> [Brief] Every record must be copied out exactly.

> [Extracted material]
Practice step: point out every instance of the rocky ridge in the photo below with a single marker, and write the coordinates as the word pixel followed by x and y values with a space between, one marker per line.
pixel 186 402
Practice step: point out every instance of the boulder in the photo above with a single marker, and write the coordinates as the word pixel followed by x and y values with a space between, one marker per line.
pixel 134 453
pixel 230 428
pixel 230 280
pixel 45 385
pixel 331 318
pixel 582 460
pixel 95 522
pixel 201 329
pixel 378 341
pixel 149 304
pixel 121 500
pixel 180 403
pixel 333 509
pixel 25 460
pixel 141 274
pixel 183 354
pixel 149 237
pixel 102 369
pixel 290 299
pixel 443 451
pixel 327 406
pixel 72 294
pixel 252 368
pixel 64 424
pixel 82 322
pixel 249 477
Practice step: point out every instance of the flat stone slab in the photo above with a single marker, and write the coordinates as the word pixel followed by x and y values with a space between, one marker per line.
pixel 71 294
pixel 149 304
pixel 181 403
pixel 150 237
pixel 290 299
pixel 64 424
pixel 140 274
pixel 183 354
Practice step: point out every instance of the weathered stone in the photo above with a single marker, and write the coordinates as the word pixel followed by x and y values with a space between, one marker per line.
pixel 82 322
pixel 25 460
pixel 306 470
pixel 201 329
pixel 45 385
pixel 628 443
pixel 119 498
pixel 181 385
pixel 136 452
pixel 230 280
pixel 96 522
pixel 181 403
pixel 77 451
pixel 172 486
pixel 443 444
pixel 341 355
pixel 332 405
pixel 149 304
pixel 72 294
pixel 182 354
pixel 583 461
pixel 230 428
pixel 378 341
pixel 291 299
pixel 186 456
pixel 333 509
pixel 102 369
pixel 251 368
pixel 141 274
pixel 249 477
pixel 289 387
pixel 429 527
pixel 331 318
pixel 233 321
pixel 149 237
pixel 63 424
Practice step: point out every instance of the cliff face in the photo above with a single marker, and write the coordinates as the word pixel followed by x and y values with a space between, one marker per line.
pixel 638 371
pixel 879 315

> [Task response]
Practice step: point out every instance of the rocky ridge in the photo below with a single marker, and write the coordinates as the word pixel followed by x and y values with a space between, one marker per line.
pixel 186 402
Practice step: point out every instance of the boulder in the photo above with a single marker, and write the coordinates as the word pixel followed by x and y values with a space between, one marker per line.
pixel 134 453
pixel 230 428
pixel 230 280
pixel 45 385
pixel 331 318
pixel 582 460
pixel 95 522
pixel 201 329
pixel 378 341
pixel 149 304
pixel 121 500
pixel 180 403
pixel 333 509
pixel 25 460
pixel 141 274
pixel 183 354
pixel 149 237
pixel 102 369
pixel 290 299
pixel 443 451
pixel 327 406
pixel 72 294
pixel 252 368
pixel 64 424
pixel 82 322
pixel 249 477
Practice step: point out every instance of the flat stone slab in the photo above with a single marker, and write the coordinates as the word pixel followed by x and y values with a space between, one marker per line.
pixel 71 294
pixel 149 304
pixel 181 403
pixel 150 237
pixel 290 299
pixel 64 424
pixel 140 274
pixel 183 354
Practice step: point out every instance of the weathered stone in the photo above with a single marker, and write the coordinates as the word pixel followed by x and y values with a space between, one marker per line.
pixel 82 322
pixel 25 460
pixel 306 470
pixel 201 329
pixel 45 385
pixel 628 443
pixel 119 498
pixel 181 385
pixel 136 452
pixel 230 280
pixel 96 522
pixel 181 403
pixel 77 451
pixel 172 486
pixel 443 444
pixel 341 355
pixel 332 405
pixel 149 304
pixel 72 294
pixel 182 354
pixel 583 461
pixel 230 428
pixel 378 341
pixel 291 299
pixel 186 456
pixel 333 509
pixel 102 369
pixel 251 368
pixel 141 274
pixel 249 477
pixel 289 387
pixel 429 527
pixel 331 318
pixel 233 321
pixel 149 237
pixel 63 424
Practice step: point out every instance of the cliff face in the photo above with a single marker, and write the coordinates as the word pixel followed by x and y values with a space between, one marker per line.
pixel 638 371
pixel 879 315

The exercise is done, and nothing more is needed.